[PROBLEM DETAILS] Copy the rows below, replacing each occurrence of "pixel coordinates" with "x-y position" and leaving everything else unchanged.

--

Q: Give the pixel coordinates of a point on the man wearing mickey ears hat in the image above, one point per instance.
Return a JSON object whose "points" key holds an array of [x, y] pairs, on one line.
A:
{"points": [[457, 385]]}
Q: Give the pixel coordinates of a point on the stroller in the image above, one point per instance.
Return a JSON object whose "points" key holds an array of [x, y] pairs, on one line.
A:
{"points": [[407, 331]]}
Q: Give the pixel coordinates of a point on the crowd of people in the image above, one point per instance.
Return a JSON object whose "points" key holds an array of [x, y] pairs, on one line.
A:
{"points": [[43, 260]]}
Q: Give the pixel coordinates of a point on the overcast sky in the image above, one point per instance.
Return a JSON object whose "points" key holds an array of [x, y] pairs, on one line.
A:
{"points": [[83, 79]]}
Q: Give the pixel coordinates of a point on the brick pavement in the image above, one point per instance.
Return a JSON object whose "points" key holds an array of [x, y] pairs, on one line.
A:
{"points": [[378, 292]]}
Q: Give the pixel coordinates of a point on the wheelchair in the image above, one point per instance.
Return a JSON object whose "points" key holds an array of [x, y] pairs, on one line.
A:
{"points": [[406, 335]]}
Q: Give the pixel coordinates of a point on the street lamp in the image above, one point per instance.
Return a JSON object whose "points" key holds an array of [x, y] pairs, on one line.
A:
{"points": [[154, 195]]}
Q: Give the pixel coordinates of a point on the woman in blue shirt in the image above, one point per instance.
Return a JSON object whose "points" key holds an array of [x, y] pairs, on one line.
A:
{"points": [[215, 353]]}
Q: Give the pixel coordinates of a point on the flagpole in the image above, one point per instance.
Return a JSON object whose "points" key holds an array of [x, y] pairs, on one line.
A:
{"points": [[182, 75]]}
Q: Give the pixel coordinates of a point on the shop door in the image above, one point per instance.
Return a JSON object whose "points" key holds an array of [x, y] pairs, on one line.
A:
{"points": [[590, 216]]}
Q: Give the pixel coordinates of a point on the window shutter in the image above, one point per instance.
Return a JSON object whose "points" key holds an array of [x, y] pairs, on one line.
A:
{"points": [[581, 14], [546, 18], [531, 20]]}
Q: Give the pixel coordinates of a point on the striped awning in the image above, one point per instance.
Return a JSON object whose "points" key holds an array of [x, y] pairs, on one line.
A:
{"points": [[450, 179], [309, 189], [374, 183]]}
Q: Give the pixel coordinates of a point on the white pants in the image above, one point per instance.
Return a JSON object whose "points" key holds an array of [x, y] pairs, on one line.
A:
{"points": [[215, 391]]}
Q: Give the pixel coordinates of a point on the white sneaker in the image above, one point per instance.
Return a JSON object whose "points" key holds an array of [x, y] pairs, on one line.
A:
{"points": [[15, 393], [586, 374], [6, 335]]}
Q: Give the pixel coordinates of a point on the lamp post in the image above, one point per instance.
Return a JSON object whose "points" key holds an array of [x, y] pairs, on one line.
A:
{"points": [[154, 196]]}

--

[SOLUTION TO THE EXERCISE]
Q: Give the x-y position of a point on the man wearing mickey ears hat in the image above, one point per instance.
Return a JSON object whose "points" key holds an array of [x, y] pairs, on one line.
A:
{"points": [[457, 385]]}
Q: Give the x-y position of a point on the stroller in the image above, one point per instance.
Return a JSON object whose "points" key holds an array of [x, y] pairs, on one line.
A:
{"points": [[407, 331]]}
Q: Give the x-y position of a point on the crowd of people in the image above, one point per instance.
Return a JSON object whose "points" key holds an array of [x, y] pairs, on one line.
A:
{"points": [[43, 260]]}
Q: Give the x-y position of a point on the overcast sky in the image above, one point per instance.
Return a JSON object whose "points" key holds an array of [x, y] pairs, on one line.
A:
{"points": [[83, 79]]}
Q: Give the x-y position of a point on the brick pavement in the image above, one point per instance.
Return a JSON object whose "points" key holds an array of [x, y] pairs, on one line.
A:
{"points": [[378, 292]]}
Q: Give the x-y position of a point on the wheelchair in the image above, one point per instance.
Return a JSON object whose "points" key holds an array of [x, y] pairs, on one line.
A:
{"points": [[406, 335]]}
Q: Give the x-y position of a point on the street lamp in the image above, one point per instance.
Return a JSON object whose "points" key holds an array of [x, y] pairs, on one line.
A:
{"points": [[154, 195]]}
Q: Give the x-y position of a point on the woman in blue shirt in the image above, one point per instance.
Return a JSON object whose "points" key holds an array of [x, y] pairs, on one line.
A:
{"points": [[215, 353]]}
Q: Give the x-y position of a point on the flagpole in the image above, one point per instance.
Return a JSON object whose "points" key holds an array of [x, y] pairs, on one line.
A:
{"points": [[182, 75]]}
Q: Give the x-y position of a point on the shop door in the image above, one point per instance.
Return a JSON object whose "points" key holds an array of [x, y] pairs, on one line.
A:
{"points": [[590, 216]]}
Q: Give the x-y position of a point on the window shutter in the image above, one point per instance.
Return a JSON object whose "points" key holds an array of [x, y] pairs, on one line.
A:
{"points": [[581, 14], [546, 18], [531, 20]]}
Q: Give the x-y position of a point on the striped awning in the image above, one point per instance.
Return a JSON object whose "points" key holds an array of [x, y] pairs, on one line.
A:
{"points": [[450, 179], [309, 189], [374, 183]]}
Q: Give the x-y position of a point on the white pants in the image above, one point per instance.
Return a JSON object whose "points" key holds an array of [x, y] pairs, on one line.
A:
{"points": [[215, 391]]}
Q: Give the x-y position of a point on the white sneaker in the image above, one point per instance.
Return a JSON object whose "points" key holds an array of [x, y] pairs, on one line.
A:
{"points": [[15, 393], [586, 374], [6, 335]]}
Q: Give the x-y position of a point on the lamp post in the image above, one point per instance.
Return a JSON object whose "points" key holds an array of [x, y] pairs, on one line.
A:
{"points": [[154, 196]]}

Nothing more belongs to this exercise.